▸ Texto para leer
-------

Aquiles Córdova Morán| 29
noviembre de 2013
Tribuna Libre.- En
los noticiarios del lunes 25 de los corrientes se difundieron tres noticias que
invitan a la reflexión sobre lo que tales acontecimientos reflejan, quiero
decir, sobre las causas profundas que subyacen a tales fenómenos y de las
cuales ellos no representan sino el aspecto sensorial, perceptible por cada uno
de nosotros. Las noticias a que me refiero son las siguientes: a) los 5 países
miembros del consejo permanente de la ONU (Estados Unidos, Inglaterra, Francia,
China y Rusia) obligaron por fin a Irán a renunciar a su programa de
investigaciones nucleares a cambio del “permiso” para que pueda vender su
petróleo en el mercado mundial; b) el gobierno Israelí “autorizó” (?¡) la
construcción de 900 casas más (número redondo) en territorio palestino
militarmente ocupado por ese país; y c) el ejército norteamericano que
resguarda su frontera con México, rechazó a balazos y gas lacrimógeno a cientos
de indocumentados que, juntos y al mismo tiempo, pretendían cruzar al otro lado
en busca de trabajo.
En
la primera nota se abundó diciendo que el programa nuclear de Irán era
peligroso e ilegal. Peligroso, porque permitía a ese país construir armas
nucleares, lo que significaría una seria amenaza para la paz mundial; ilegal,
porque violaba flagrantemente la legislación internacional. Muy bien. Pero (y
aquí entra la segunda nota), el derecho
internacional, ¿autoriza a Israel a construir viviendas (o lo que sea) en
territorio ajeno, militarmente ocupado por esa nación? ¿No acaso la legislación
mundial rechaza el “derecho de conquista” y pone fuera de la ley a cualquier país
que pretenda anexarse territorios ajenos invocando el derecho del más fuerte?

-------

▸ Datos registrados
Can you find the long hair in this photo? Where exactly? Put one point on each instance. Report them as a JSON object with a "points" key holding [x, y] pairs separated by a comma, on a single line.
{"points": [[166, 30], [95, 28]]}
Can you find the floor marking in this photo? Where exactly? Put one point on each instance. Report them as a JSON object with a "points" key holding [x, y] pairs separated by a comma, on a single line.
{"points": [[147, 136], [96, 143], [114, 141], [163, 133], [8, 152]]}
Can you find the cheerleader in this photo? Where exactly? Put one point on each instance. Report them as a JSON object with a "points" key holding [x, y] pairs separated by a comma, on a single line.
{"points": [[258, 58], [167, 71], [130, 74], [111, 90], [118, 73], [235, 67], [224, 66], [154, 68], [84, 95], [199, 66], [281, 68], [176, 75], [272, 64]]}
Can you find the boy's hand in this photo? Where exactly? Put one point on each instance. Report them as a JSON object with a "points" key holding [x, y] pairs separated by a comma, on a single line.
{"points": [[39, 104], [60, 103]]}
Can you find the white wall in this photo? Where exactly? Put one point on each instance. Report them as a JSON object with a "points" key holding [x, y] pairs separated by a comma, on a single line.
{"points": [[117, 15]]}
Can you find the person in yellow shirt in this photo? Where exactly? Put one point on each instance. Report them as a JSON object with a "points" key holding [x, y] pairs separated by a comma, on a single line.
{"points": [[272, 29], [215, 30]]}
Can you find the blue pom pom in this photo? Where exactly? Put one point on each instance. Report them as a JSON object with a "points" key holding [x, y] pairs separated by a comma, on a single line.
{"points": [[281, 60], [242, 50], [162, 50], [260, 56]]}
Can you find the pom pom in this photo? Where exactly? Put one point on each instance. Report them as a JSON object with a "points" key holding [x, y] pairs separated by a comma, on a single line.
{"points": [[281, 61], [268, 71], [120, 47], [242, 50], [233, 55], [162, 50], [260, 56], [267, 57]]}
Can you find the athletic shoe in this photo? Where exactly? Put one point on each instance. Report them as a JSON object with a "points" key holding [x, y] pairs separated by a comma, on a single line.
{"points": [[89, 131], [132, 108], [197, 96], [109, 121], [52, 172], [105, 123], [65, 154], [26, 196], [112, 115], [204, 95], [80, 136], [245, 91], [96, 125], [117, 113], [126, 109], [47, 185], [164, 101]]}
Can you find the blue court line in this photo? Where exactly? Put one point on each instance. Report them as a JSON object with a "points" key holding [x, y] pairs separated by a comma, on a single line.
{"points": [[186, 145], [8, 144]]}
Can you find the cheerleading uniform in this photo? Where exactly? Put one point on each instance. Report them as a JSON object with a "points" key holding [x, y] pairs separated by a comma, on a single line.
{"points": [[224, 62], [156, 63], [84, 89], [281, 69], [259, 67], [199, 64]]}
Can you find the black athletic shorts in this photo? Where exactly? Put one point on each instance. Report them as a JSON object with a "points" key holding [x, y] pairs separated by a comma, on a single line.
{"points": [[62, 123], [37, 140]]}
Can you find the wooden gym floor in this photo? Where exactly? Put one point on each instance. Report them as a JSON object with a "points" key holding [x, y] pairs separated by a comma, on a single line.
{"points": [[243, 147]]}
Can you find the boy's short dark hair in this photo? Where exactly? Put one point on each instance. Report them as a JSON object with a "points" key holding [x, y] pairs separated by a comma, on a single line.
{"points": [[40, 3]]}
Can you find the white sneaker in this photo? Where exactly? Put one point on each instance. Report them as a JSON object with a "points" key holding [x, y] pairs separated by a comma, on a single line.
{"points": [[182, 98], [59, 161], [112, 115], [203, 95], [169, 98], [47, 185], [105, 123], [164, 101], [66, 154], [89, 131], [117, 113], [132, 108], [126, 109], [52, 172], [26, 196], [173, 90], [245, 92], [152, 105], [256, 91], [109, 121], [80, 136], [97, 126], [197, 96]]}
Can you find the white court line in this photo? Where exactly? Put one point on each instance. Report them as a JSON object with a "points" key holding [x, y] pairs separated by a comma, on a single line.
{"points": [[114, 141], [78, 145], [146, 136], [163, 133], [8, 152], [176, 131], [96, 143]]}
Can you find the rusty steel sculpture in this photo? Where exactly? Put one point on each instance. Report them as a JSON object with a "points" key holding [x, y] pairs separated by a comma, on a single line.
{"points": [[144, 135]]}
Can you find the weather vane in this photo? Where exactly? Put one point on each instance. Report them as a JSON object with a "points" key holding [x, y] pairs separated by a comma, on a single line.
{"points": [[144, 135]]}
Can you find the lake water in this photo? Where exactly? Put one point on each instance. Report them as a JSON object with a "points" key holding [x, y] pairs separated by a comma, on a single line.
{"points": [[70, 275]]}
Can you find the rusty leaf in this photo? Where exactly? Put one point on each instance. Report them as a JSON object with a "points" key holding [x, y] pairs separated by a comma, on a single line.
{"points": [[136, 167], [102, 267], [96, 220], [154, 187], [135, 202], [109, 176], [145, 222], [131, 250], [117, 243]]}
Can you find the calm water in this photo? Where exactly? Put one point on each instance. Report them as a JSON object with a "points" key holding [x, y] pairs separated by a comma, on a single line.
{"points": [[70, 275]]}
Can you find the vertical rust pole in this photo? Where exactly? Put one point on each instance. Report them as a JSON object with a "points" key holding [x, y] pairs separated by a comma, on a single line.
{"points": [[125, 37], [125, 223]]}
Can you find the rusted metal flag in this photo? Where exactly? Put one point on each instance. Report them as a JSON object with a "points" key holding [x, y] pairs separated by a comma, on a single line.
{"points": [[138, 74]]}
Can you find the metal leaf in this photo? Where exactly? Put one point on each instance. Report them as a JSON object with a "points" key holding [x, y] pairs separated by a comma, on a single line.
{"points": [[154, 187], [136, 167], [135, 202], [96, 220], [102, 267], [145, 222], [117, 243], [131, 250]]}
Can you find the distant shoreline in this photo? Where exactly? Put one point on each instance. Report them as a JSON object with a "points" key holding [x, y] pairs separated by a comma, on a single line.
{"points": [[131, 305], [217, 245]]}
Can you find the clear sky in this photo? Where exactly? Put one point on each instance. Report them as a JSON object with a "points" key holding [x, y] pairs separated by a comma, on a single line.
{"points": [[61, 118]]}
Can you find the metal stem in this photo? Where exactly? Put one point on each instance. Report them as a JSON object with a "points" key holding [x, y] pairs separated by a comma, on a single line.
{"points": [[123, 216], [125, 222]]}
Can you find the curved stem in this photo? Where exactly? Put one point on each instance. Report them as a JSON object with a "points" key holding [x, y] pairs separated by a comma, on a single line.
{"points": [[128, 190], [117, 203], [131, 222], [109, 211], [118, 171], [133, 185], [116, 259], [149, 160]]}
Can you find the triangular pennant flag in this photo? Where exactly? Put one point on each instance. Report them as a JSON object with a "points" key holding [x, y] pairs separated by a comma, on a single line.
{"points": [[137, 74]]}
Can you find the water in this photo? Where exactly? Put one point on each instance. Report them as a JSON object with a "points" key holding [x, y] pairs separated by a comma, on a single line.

-------

▸ Retos
**A)** En el artículo sobre las tres noticias, ¿cuántas casas más autorizó construir el gobierno israelí en territorio palestino?
**B)** Prolonga el artículo sobre las tres noticias a partir de su última frase.
El listado es material aparte y no forma parte del artículo sobre las tres noticias.

▸ Respuestas por tarea
**A)** 900 casas más.

**B)**
“Autorizar” un acto tal, que a todas luces significa dar carácter definitivo a
una conquista militar, ¿no convierte al gobierno israelí en un “Estado rufián”
que pone en riesgo la paz mundial? No deberíamos olvidar, además, que ese
gobierno se ha opuesto con todas sus fuerzas a que la comunidad internacional
reconozca al pueblo palestino y a su gobierno legítimo como miembro de pleno
derecho de esa misma comunidad, representada en la ONU, y que el éxito de tal
política, ilegal e inhumana, se explica por el abierto y desafiante apoyo de
los Estados Unidos, que incluye las mismas armas nucleares que se le niegan a
Irán. Todo esto huele más a un juego sucio de intereses que a verdadera
preocupación “por la paz y la seguridad del mundo”. ¿Cuándo veremos u oiremos
que el G-5, el G-8, el G-20 o la ONU en pleno, acuerdan obligar a Israel a
desarmarse, a respetar la vida y la soberanía del pueblo palestino y a devolver
los territorios ocupados?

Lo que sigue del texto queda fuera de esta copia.